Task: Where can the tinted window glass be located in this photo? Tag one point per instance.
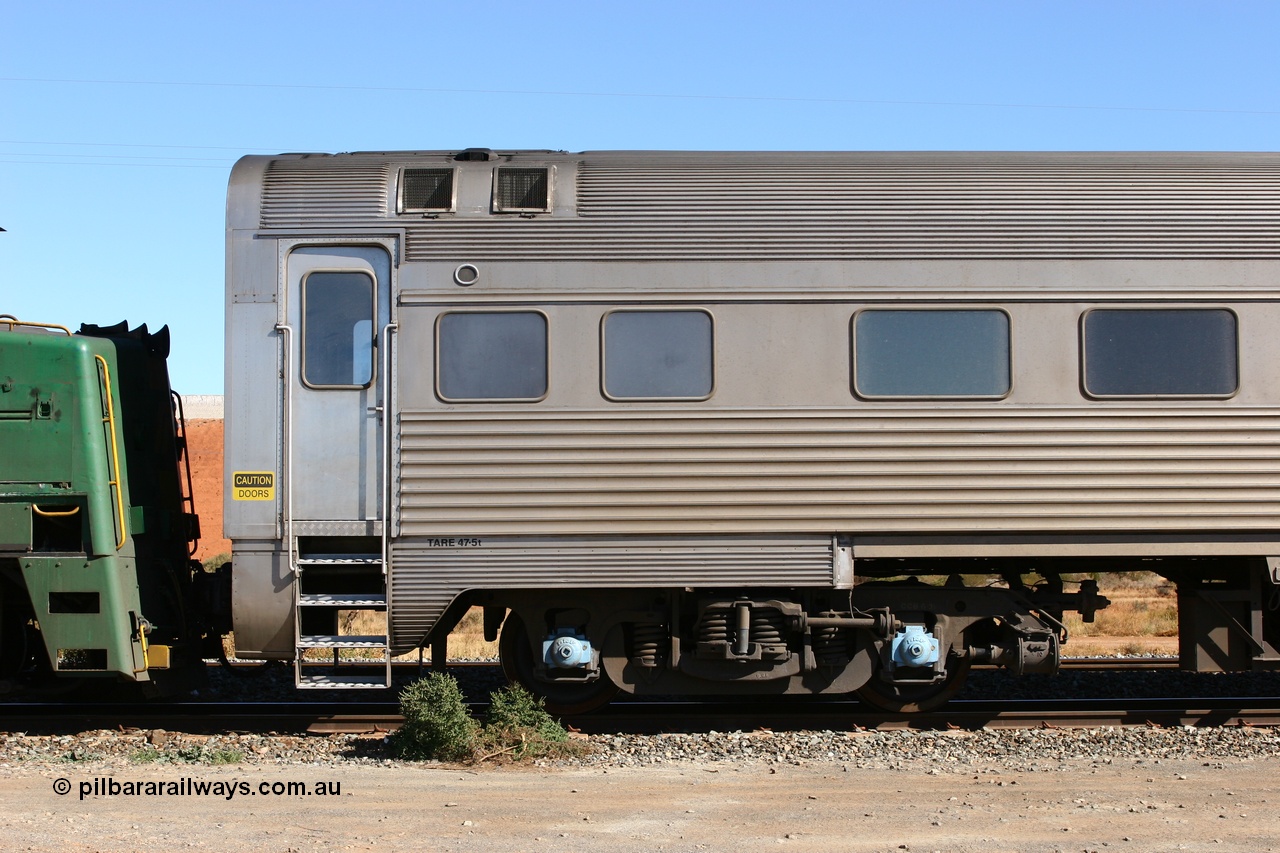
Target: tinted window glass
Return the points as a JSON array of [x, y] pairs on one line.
[[662, 355], [1160, 351], [931, 354], [492, 355], [338, 329]]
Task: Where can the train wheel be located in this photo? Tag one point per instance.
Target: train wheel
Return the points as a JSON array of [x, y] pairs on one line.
[[915, 698], [517, 664]]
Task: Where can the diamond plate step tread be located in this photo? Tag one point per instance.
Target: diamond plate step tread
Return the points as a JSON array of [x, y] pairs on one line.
[[352, 602], [343, 641], [344, 682]]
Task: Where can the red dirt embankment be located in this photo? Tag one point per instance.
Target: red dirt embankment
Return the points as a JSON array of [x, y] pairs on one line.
[[205, 446]]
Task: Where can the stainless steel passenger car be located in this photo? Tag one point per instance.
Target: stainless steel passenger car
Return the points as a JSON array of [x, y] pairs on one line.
[[700, 423]]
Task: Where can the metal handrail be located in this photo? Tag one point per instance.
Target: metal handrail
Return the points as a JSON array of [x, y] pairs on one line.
[[10, 320], [388, 470], [115, 450], [188, 498], [287, 463]]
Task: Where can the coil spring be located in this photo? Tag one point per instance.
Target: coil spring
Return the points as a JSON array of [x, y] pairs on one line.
[[649, 643], [714, 626], [768, 626]]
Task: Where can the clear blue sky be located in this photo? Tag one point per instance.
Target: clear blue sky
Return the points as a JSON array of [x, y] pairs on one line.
[[119, 121]]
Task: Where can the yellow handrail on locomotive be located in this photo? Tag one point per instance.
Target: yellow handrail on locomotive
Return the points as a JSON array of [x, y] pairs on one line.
[[115, 451], [10, 320]]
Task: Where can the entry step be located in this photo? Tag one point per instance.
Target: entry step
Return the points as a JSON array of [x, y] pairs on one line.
[[342, 641], [359, 601], [342, 682]]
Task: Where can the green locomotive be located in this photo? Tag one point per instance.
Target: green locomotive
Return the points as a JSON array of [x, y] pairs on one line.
[[97, 525]]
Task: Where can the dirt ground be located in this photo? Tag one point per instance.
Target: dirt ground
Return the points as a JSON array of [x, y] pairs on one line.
[[1171, 806], [205, 442]]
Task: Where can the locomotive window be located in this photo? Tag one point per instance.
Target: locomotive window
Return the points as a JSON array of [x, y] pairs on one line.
[[338, 329], [1136, 352], [490, 355], [658, 355], [931, 354]]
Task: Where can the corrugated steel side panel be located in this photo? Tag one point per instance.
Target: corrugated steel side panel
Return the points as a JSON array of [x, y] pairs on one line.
[[782, 211], [827, 206], [1061, 469], [425, 579]]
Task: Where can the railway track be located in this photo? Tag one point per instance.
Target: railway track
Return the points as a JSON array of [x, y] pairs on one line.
[[658, 716]]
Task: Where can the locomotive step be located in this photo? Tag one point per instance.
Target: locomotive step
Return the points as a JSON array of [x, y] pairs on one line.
[[336, 641], [359, 601], [342, 682]]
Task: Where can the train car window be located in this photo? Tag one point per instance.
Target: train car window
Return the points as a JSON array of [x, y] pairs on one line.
[[658, 355], [931, 354], [1139, 352], [338, 329], [490, 356]]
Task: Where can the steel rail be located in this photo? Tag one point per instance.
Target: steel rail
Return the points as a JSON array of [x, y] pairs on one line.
[[659, 717]]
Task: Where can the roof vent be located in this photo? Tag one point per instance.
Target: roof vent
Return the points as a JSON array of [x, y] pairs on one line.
[[426, 190], [520, 191]]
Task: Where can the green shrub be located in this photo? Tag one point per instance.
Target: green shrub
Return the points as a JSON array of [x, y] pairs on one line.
[[437, 724], [519, 726], [513, 708]]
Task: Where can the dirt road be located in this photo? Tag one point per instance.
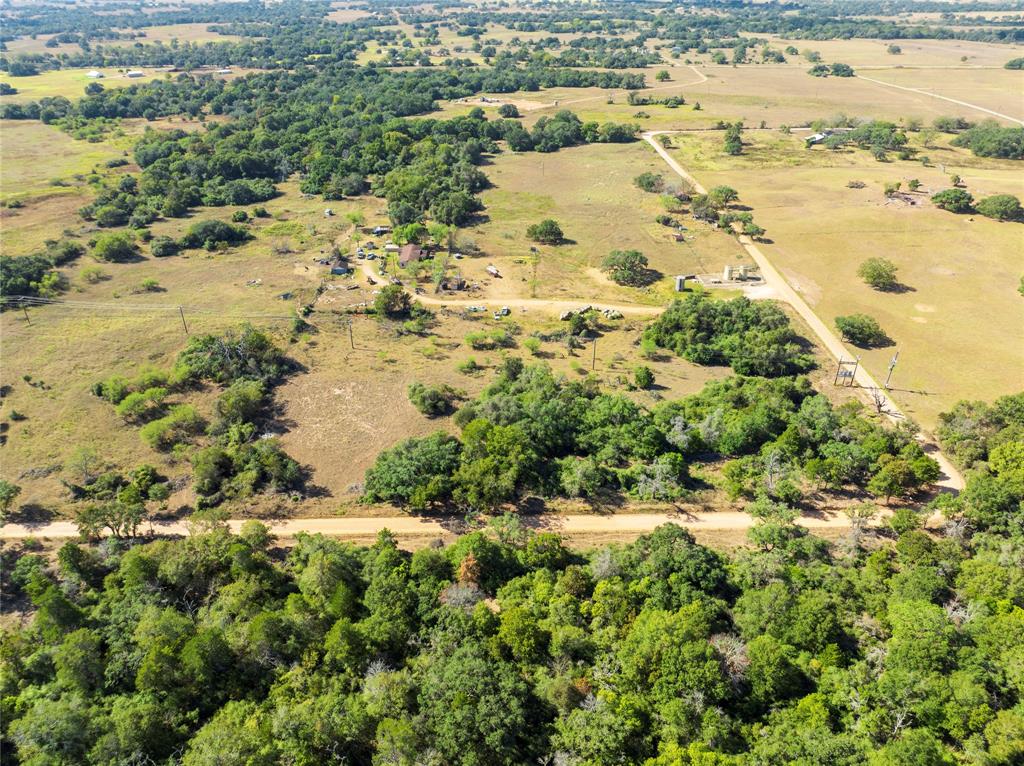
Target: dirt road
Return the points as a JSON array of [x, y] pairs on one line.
[[550, 306], [951, 478], [416, 526], [922, 91]]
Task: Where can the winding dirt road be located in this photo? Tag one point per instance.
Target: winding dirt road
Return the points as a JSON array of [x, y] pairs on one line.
[[550, 306], [625, 523], [951, 479]]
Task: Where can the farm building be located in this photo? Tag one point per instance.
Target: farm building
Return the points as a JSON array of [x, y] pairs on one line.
[[410, 254]]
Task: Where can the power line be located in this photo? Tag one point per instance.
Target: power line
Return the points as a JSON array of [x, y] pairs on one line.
[[97, 306]]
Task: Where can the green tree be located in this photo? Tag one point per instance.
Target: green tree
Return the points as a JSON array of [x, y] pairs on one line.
[[392, 302], [626, 266], [879, 272], [1000, 207], [954, 200], [861, 330], [547, 231], [8, 494], [115, 247]]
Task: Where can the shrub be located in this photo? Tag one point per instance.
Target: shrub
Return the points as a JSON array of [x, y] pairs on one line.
[[652, 182], [547, 231], [626, 266], [212, 233], [861, 330], [92, 274], [432, 400], [753, 338], [1000, 207], [180, 423], [991, 139], [643, 377], [416, 472], [249, 354], [392, 301], [954, 200], [162, 247], [115, 247], [879, 272]]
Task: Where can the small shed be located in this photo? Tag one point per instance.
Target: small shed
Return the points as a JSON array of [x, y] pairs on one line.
[[410, 254]]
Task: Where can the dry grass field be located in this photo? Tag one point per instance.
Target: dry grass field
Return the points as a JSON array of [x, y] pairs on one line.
[[957, 325], [346, 405], [866, 52], [71, 83], [590, 192]]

**PROBLEM DETAILS**. Transcribe the records above exactly, omitting every picture they contain.

**EXERCISE SOLUTION**.
Task: Where can the tinted window glass be located in this photo? Tag one point per instance.
Target: tinted window glass
Return the points as a JSON array of [x, y] pairs on one line.
[[662, 355], [1160, 351], [931, 354], [492, 355], [338, 329]]
Task: Where can the train wheel be located in this photo? Tag one point per instance.
Target: train wheel
Return the points as a JSON array of [x, y] pairs on one line.
[[915, 698], [517, 664]]
Task: Where can the diamond plate step tread be located in this photo? Tag one point per instance.
Target: diamond plate step tread
Return the points as a JSON array of [x, y] pairs on one line.
[[352, 602], [343, 641], [344, 682]]
Task: Where can the red dirt embankment be located in this photo? Tag one point per instance.
Target: red dirt embankment
Return the points as a JSON array of [x, y] pairs on one line.
[[205, 446]]
Task: Where can the stainless steel passenger car be located in this photo? Tag one point per instance.
Target: stainless steel passenger car
Return the points as a JSON array of [x, y] pairs on one line.
[[700, 423]]
Task: Where can the metal handrail be located in this photo? Tag one point per instance.
Target: metal handrail
Return the points as a JSON array of [x, y] pairs on one line.
[[10, 320], [388, 470], [115, 450], [188, 498], [287, 463]]
Task: Where can the coil spring be located in this photo? Tag one point per instance.
Target: coil spring
Return the points as a JSON array of [x, y] pairs on one line.
[[649, 643], [714, 626], [768, 626]]
Task: Where can the clear blue sky be located in this photo? Tag one point per instance.
Target: clear blue sky
Return the points as a JSON array of [x, y] pairs on one line.
[[119, 121]]
Task: Where can the yellow handrail on locomotive be located in this photo? Tag one point per instance.
Target: yellow handrail on locomotive
Return the points as a JSON array of [x, y] pairs on one line.
[[115, 451], [10, 320]]
Task: Where can the entry step be located in this photo? Tag one point per instance.
Target: entry step
Return the points as a JSON array of [x, y] pairs on one line.
[[342, 641], [359, 601], [342, 682]]
Task: Where can the green locomotive be located in this photo? Tag one point per instance.
Target: green locomotive
Return the points as a JSON array of [x, y] pairs on one line.
[[97, 525]]
Task: Where can the dirt ground be located in this photo? Tag one point per instance.
Target: dirt ground
Return the points as a JSON array of [x, y] pairs on one line.
[[1171, 806], [205, 442]]
Task: Where can the locomotive window be located in this photo? Tag one point per instance.
Target: locomotive window
Return the points as a JSON array of [x, y] pairs on one line.
[[338, 329], [1136, 352], [490, 355], [658, 355], [931, 354]]
Task: Where can the corrugated steel side panel be located in this photo? Tag one point per instance.
Target: corrugated steel side panel
Return the points as a JSON array of [x, y] pairs on one line.
[[782, 211], [827, 206], [1061, 469], [425, 579]]
Task: Where can the railway track be located in this photo? Tag one point per instance.
Target: railway track
Return the points as a JSON array of [x, y] pairs on one line.
[[658, 716]]
Task: Where can the locomotive step be located in this photo? Tag one point per instance.
Target: locomotive step
Return the points as a JSON array of [x, y] pairs on one line.
[[336, 641], [359, 601], [342, 682]]
Task: Where can the train car window be located in this photo? Tag one point per instance.
Target: train car window
Return the points as a JSON array of [x, y] pairs on one line.
[[658, 355], [931, 354], [1139, 352], [338, 329], [490, 356]]
Task: Where can the steel rail be located in this photo? Tag one point per instance.
Target: steel rail
Return the points as a JSON array of [x, y] pairs on one line.
[[659, 717]]
Task: Where can the roof vent be located in this photo? Tag one point per instance.
Target: roof vent
Return the points as a JSON array of [x, y] pairs on one line.
[[426, 190], [520, 191]]
Task: Where can the green shrub be located in this photo? Tag one point per instance.
Target: green shrub
Return the points as a JSON array of [x, y] pairs on one line.
[[437, 724], [519, 726], [513, 708]]
Task: Where can the dirt road be located in this photo? Tag one point per instance.
Target: dirt road
Return the points as a JSON array of [x, y] pairs on one line.
[[550, 306], [951, 478], [416, 526], [922, 91]]
Task: Where can the winding dirt road be located in this photo? Tag one point per instance.
Target: winding dirt road
Return the points as a JSON array of [x, y] pairs on one line.
[[550, 306], [625, 523], [951, 479]]
Task: Where can the farm building be located in this photo? Tag one point per instance.
Target: farm building
Return the points as a JSON array of [x, y] pairs on one line.
[[410, 254]]
Task: Where can the power line be located in this photo? Tag one point per instance.
Target: power line
Return the points as a JSON array of [x, y] pairs on one line.
[[97, 306]]
Task: Where can the green tree be located in this photo? Tag one point per instance.
Target: green tree
Return the points as a JSON array of [x, y] pairs on one line.
[[392, 302], [626, 266], [879, 272], [1000, 207], [954, 200], [861, 330], [547, 231], [8, 494], [115, 247]]
Task: Where can the shrub be located in this photo? Tag one point per instance.
Target: shrub
Return the points as a JSON array of [x, y] pairs on one line.
[[652, 182], [547, 231], [626, 266], [212, 233], [861, 330], [92, 274], [432, 400], [753, 338], [1000, 207], [180, 423], [991, 139], [643, 377], [416, 472], [249, 354], [392, 301], [954, 200], [162, 247], [115, 247], [879, 272]]
Task: Where can the small shed be located in this photo? Tag one point per instance.
Target: small shed
Return the points as a JSON array of [x, y] pairs on one line.
[[410, 254]]
Task: Where can the dry grass field be located in this photo? Tag one point per instance.
Target: dry grass field
Return the points as a JSON array of [x, y] pairs on one line.
[[957, 325], [346, 405], [866, 52], [71, 83], [590, 192]]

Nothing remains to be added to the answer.